# Exercise instructions
a: In the passage on the "big wet" flooding event, at what pressure level is the anomalously strong low-level jet located?
b: Carry on the passage on the "big wet" flooding event from where it stops.

# Text shown
— Start —

The bottom line here is that the "big wet" from the lower Mississippi Valley to the Ohio Valley and the record-breaking severe weather outbreaks that is observed along the southern flank of the "big wet" can be linked to strong dynamical forcing in the form of key players that include a coupled 250 hPa jet pattern, a well-defined downstream equatorward jet-entrance region at 250 hPa, and an anomalously strong 850 hPa LLJ. An anomalously strong poleward moisture flux along the LLJ corridor, an anomalously strong baroclinic zone that favors warm-air advection and implied ascent along the southern edge of this baroclinic zone, an anomalously high theta-e corridor at 850 hPa that coincides with a relatively stable boundary layer beneath a relatively unstable lower tropopshere associated with an EML (cap) rounds out the key players in this flooding event on the thermodynamic side of the ledger. The resulting favorable thermodynamic environment is supportive of organized severe weather-producing deep convection that is triggered by cap-breaking dynamically forced ascent associated with transient disturbances (not shown) that are embedded in the aforementioned jets.

— End —

# Dataset content
— Start —

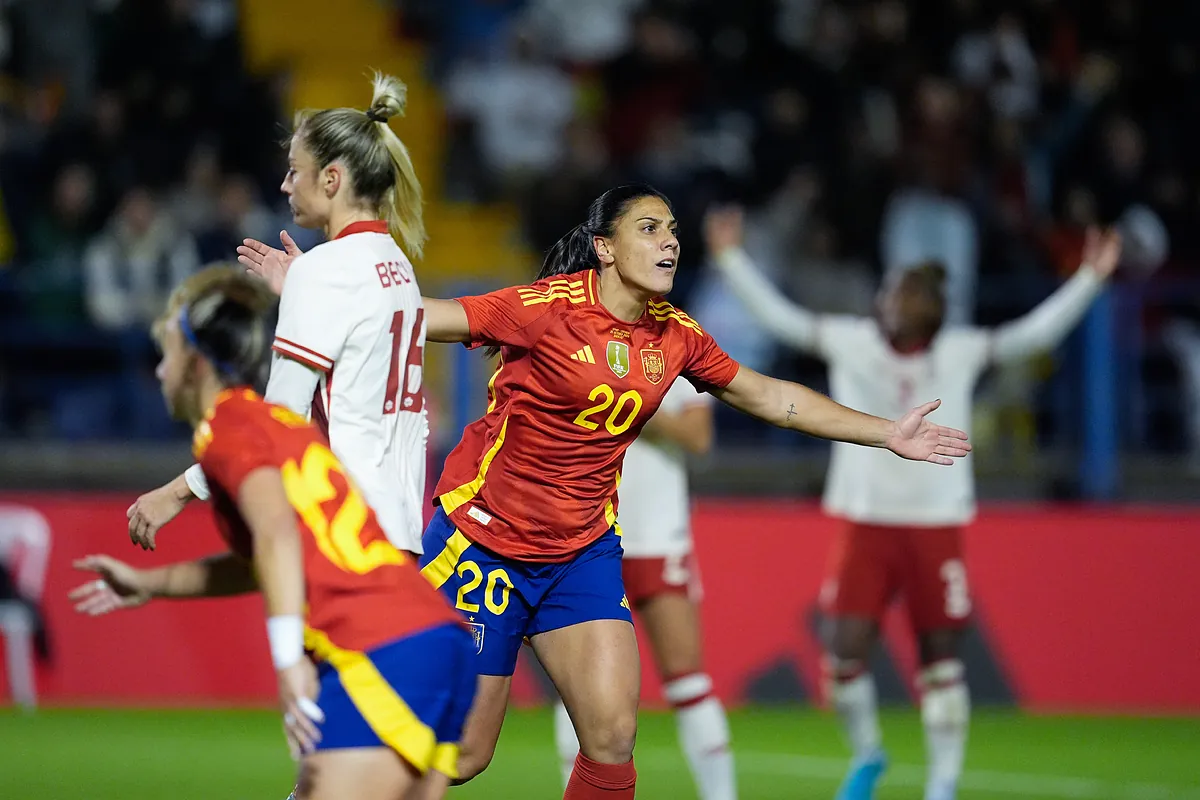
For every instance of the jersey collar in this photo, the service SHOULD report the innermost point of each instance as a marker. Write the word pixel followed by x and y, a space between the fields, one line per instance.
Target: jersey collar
pixel 592 284
pixel 369 227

— End —

# Answer list
a: 850 hPa

b:
Not addressed here is to what extent low-frequency tropical heating anomalies helped to condition the anomalous middle latitude flow patterns discussed above. A thorough investigation of the problem would need to consider the tropical connection to the observed highly anomalous jet stream circulation that prevailed over North America during 11-29 April 2011.

Reference:

Bell, Gerald D., John E. Janowiak, 1995: Atmospheric Circulation Associated with the Midwest Floods of 1993. Bull. Amer. Meteor. Soc., 76, 681–695.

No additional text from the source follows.